**EXERCISE INSTRUCTIONS:**
[1] Reproduce the pill identifier notebook from "# Description: Python" to "might be better?)".
[2] Continue the pill identifier notebook from the point where it stops.

**PAGE EXCERPT:**
>>
# Description: Python scripts to prepare a text-based AI model fine-tuned on an OpenAI davinci-002 model

Have you ever wanted a pill identifer tool to check the name of a tablet/capsule by its description?

This Jupyter notebook outlines steps to fine-tune an OpenAI model for this purpose, utilising pharmaceutical/manufacturer data from the Electronic Medicines Compendium


# **Things to fix:**

1. Data extraction methods - checking for medicines that do not have spcs, only PILs
2. Retraining model on missing medicines (consider concatenating data for single training cycle? 3 epochs might be better?)
3. Formatting of data
4. Validation/Testing sets
5. Prompt variation adjustments for increased flexibility

# UPDATE: No longer using OpenAI fine-tuning but RAG instead with Langchain

In [3]:
#@title DEPENDENCIES
!pip install --upgrade openai -q
!pip install --upgrade --quiet  langchain langchain-openai faiss-cpu tiktoken
!pip install beautifulsoup4 -q
!pip install chromadb -q
!pip install unstructured -q
!pip install selenium -q
!pip install --upgrade numpy -q
!pip install jq -q

In [4]:
#@title IMPORTS
import requests
from bs4 import BeautifulSoup
import pandas as pd
import re
from tqdm import tqdm
import json
from openai import OpenAI
import openai
from langchain_openai import ChatOpenAI
from langchain_core.output_parsers import StrOutputParser
from langchain_core.prompts import ChatPromptTemplate
from langchain_community.document_loaders import WebBaseLoader
from langchain_openai import OpenAIEmbeddings
from langchain_community.vectorstores import FAISS
from langchain_text_splitters import RecursiveCharacterTextSplitter
from langchain_community.vectorstores import Chroma
from langchain.chains.combine_documents import create_stuff_documents_chain
from langchain_core.prompts import ChatPromptTemplate, MessagesPlaceholder
from langchain_core.messages import HumanMessage
from langchain_community.document_loaders import SeleniumURLLoader
from langchain_community.document_loaders import JSONLoader


!pip freeze > requirements.txt

In [5]:
with open('./loader_data.json', mode='w', encoding='utf-8') as f:
    json.dump([], f)

In [24]:
#@title Step 1: Retrive url links of all medicines starting with a particular letter from the electronic medicines compendium

#Set letter of drug name to search for
letter = "C" #@param

letter_url = f'https://www.medicines.org.uk/emc/browse-medicines/{letter}'

def get_elements_of_letter(url):
  """Gets the total number of drugs under the specific letter
  Args:
    url: url of the durgs of a specific letter
  """
  r = requests.get(url)
  letter_soup = BeautifulSoup(r.text, 'html.parser')
  total_elements = letter_soup.find(class_='latest-updates-results-header-summary-total')
  total_elements = total_elements.text.replace(" ", "")
  total_elements = int(total_elements.replace("resultsfound", ""))
  return total_elements

def get_urls(num, link, show_progress=False,):
  """
<<
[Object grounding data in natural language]
>>
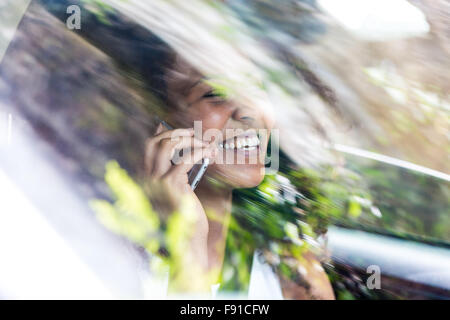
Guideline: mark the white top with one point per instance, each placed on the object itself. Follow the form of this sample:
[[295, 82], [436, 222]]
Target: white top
[[264, 284]]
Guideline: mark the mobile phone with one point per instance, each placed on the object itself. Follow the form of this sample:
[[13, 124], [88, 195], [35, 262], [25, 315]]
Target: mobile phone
[[197, 171]]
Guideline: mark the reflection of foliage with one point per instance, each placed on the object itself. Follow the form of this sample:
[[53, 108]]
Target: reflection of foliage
[[131, 215], [283, 217], [410, 203]]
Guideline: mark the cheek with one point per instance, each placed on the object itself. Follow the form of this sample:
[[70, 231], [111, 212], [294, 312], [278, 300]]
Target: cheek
[[211, 117]]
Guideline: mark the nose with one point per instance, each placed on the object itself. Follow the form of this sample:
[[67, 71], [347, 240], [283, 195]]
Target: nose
[[244, 114]]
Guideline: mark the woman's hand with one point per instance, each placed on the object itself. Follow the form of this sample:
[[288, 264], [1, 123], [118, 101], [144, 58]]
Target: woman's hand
[[168, 184]]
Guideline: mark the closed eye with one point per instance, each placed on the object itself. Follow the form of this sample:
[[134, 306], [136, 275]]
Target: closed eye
[[217, 96]]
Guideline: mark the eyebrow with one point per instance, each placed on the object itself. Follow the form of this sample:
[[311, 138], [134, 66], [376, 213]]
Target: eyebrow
[[194, 84]]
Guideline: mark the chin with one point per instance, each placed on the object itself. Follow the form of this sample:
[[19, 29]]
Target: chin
[[241, 176]]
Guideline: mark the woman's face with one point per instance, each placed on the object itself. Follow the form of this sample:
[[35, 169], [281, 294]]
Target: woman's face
[[241, 129]]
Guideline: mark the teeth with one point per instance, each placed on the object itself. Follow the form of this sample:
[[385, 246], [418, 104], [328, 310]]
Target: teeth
[[242, 143]]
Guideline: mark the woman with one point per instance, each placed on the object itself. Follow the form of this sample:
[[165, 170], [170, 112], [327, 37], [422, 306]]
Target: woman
[[237, 161]]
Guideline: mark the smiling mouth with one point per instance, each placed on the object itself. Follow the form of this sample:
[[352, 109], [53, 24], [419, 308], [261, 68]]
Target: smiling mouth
[[243, 142]]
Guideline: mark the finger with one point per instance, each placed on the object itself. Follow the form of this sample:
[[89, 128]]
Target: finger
[[182, 132], [167, 147], [160, 128]]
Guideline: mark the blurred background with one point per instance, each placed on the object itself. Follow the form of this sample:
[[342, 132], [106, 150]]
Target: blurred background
[[362, 99]]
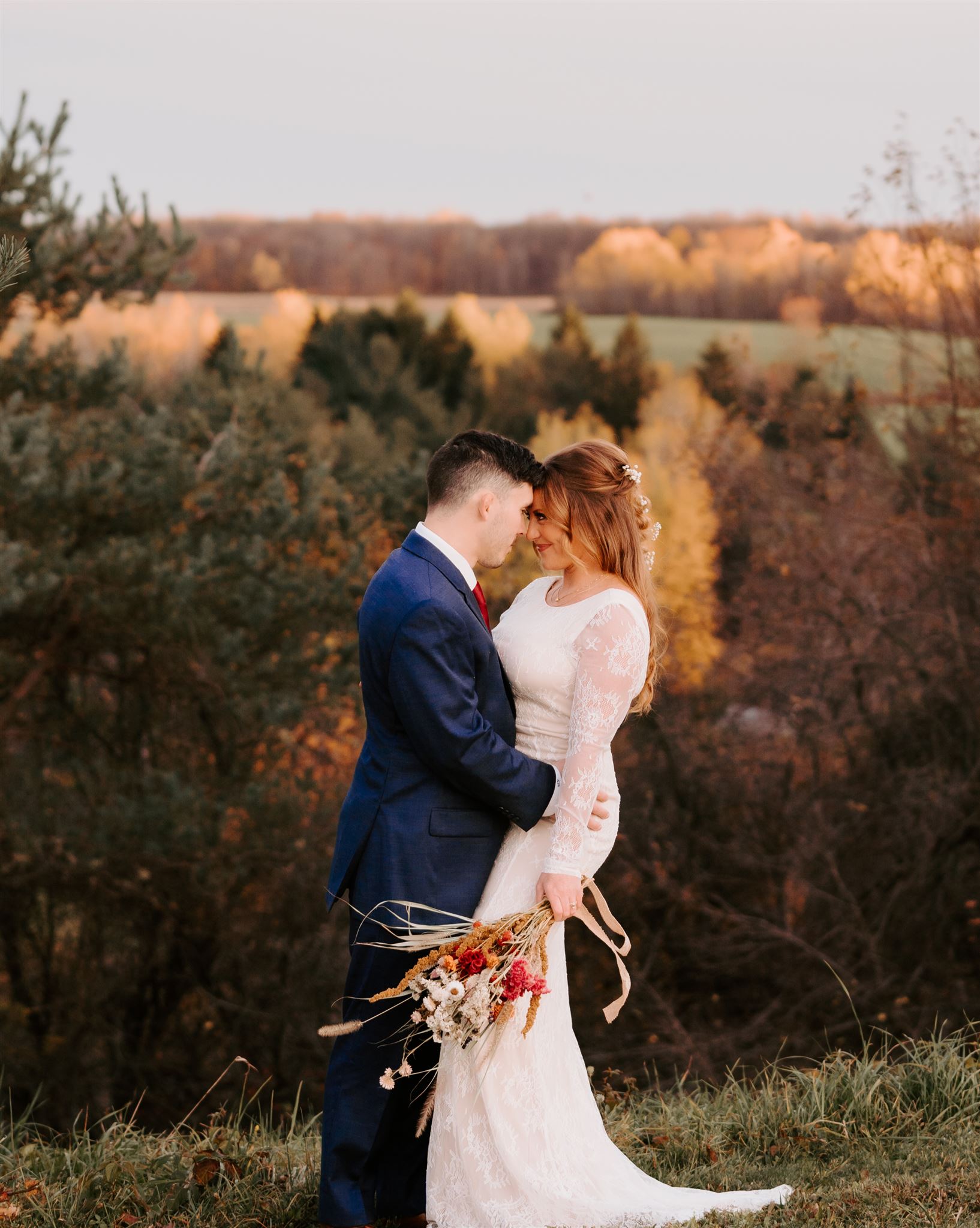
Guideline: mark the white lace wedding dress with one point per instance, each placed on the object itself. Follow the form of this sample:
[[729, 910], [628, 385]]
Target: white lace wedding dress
<<
**ANSWERS FOR THIS EXERCISE:**
[1]
# Description: Python scripts to prepare a text-based AI model fine-tuned on an OpenAI davinci-002 model

Have you ever wanted a pill identifer tool to check the name of a tablet/capsule by its description?

This Jupyter notebook outlines steps to fine-tune an OpenAI model for this purpose, utilising pharmaceutical/manufacturer data from the Electronic Medicines Compendium


# **Things to fix:**

1. Data extraction methods - checking for medicines that do not have spcs, only PILs
2. Retraining model on missing medicines (consider concatenating data for single training cycle? 3 epochs might be better?)

[2]
  Args:
      num (int): number of items on the page
      show_progress: prints the item being processed to the screen, default value is False

  Returns:
      A set with the links for each item
  """
  output_urls = set()
  for i in tqdm(range(1, num + 1, 50)):

    #iterate over over site number
    url_to_check = f'{link}?offset={i}&limit=50'
    response = requests.get(url_to_check)
    soup = BeautifulSoup(response.text, 'html.parser')

    url_title_links = soup.find_all(class_="search-results-product-info-title-link emc-link")
    for j in url_title_links:
      if "ablet" in j.text:
        if show_progress:
          print(f"Processing: {j.text}")
        href = 'https://www.medicines.org.uk/' + j.get('href')
        output_urls.add(href)
      if "apsule" in j.text:
        if show_progress:
          print(f"Processing: {j.text}")
        href_cap = 'https://www.medicines.org.uk/' + j.get('href')
        output_urls.add(href_cap)

  return output_urls


urls_to_check = get_urls(num=get_elements_of_letter(letter_url), link=letter_url)
def append_to_file(filename, content):
  with open(filename, "a+") as file:
    # Check if file is empty (has no data)
    if file.tell() == 0:
      file.write("")  # Add an empty line if the file is empty
    else:
      file.write("\n")  # Add a newline if there's existing content
    file.write(content)

for url in urls_to_check:
  append_to_file("url_file.txt", url)

100%|██████████| 17/17 [00:07<00:00,  2.21it/s]


In [None]:
#@title Step 2: Screen through each drug link starting with a particular letter to obtain drug description and manufacturer details

#Output anomalous spcs to an error file for subsequent review
# nesting scraper in a single function for pharmaceutical form

def find_drug_description(url):
  r = requests.get(url)
  soup = BeautifulSoup(r.text, 'html.parser')
  # getting name of medicines
  title_tag = soup.find(id='PRODUCTINFO')
  try:
    title_parent = title_tag.parent
    title = title_parent.find(class_='sectionWrapper').text
  except Exception as e:
    title = ""
    print(f"DISCONTINUED/NO SPC: {url}")
    return url

  # getting description of medicine
  tag = soup.find(id='FORM')
  try:
    desc_parent = tag.parent
    all_desc = desc_parent.find_all(recursive=False)  # Restrict search within the parent div
    dsc_output = ""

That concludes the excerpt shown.